## Exercise task 1
In the Arizona Senate article, retype the passage from "Nine losing major" to "electoral record books.".
## Exercise task 2
Turn the paragraph of the Arizona Senate article that begins "The race features" into a short bulleted list that keeps its main facts.

## Source extract
..........

Nine losing major party Arizona U.S. Senate candidates have made 12 subsequent bids for the office – falling short in all 12 attempts

In the coming days, Arizona Republican Blake Masters is expected to join the state’s intriguing 2024 U.S. Senate election field.

The race features Democrat-turned-independent incumbent Kyrsten Sinema (who has filed paperwork but has not officially announced her intentions), U.S. Representative Ruben Gallego seeking the Democratic nomination, and what is likely to be a contested GOP primary with high profile MAGA superstar and 2022 gubernatorial nominee Kari Lake among the possible candidates.

Masters’ announcement has been expected for some time, and when he files he will attempt to record a first in Arizona’s electoral record books.

Across Arizona’s 38 general and special U.S. Senate elections since 1914, there have been nine failed candidates for the office who have suited up a dozen times in subsequent campaigns to win a seat in the nation’s upper legislative chamber.

Masters, who lost the 2022 general election to retired astronaut Mark Kelly by 4.9 points, would be the 10th such candidate – and hopes to become the first to succeed.

Democratic State Senator Charles Rutherford was the first failed U.S. Senate hopeful from the state to run again for the office. The Phoenix attorney lost the 1926 primary to U.S. Representative Carl Hayden by 60.6 points in a two-candidate race with just 19.7 percent.

In 1928, Rutherford won 22.6 percent in the primary against incumbent Henry Ashhurst. He made his third and final U.S. Senate bid in 1934, finishing last with 4.5 percent in a five-candidate race won by Ashhurst.

Six other Democrats have fruitlessly followed in Rutherford’s footsteps:

  • Maricopa County Attorney and former state legislator Renz Jennings placed third out of five candidates with 18.5 percent in 1934’s U.S. Senate race. Jennings later became an Arizona Supreme Court Justice and 30 years after his loss he ran for the Senate again in 1964 and placed second with 34.7 percent in a six-candidate field.
  • Phoenix druggist Robert E. Miller lost the Democratic nomination four times: in 1938 (21.2 percent – a distant second, 44.3 points behind Sen. Hayden), 1940 (3.9 percent), 1950 (11.0 percent), and 1956 (17.6 percent).
  • Phoenix attorney Henderson Stockton placed third in the primaries of 1940 (4.7 percent) as well as 1944 (5.4 percent).

..........

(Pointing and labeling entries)
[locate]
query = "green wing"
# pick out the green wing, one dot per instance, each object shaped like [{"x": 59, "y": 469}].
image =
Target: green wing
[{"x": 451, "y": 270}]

..........

## Worked answer 1
Nine losing major party Arizona U.S. Senate candidates have made 12 subsequent bids for the office – falling short in all 12 attempts

In the coming days, Arizona Republican Blake Masters is expected to join the state’s intriguing 2024 U.S. Senate election field.

The race features Democrat-turned-independent incumbent Kyrsten Sinema (who has filed paperwork but has not officially announced her intentions), U.S. Representative Ruben Gallego seeking the Democratic nomination, and what is likely to be a contested GOP primary with high profile MAGA superstar and 2022 gubernatorial nominee Kari Lake among the possible candidates.

Masters’ announcement has been expected for some time, and when he files he will attempt to record a first in Arizona’s electoral record books.

## Worked answer 2
- Incumbent Kyrsten Sinema, a Democrat turned independent, has filed paperwork but has not officially announced her intentions.
- U.S. Representative Ruben Gallego is seeking the Democratic nomination.
- The GOP primary will likely be contested, and Kari Lake, a high-profile MAGA superstar and the 2022 gubernatorial nominee, is among the possible candidates.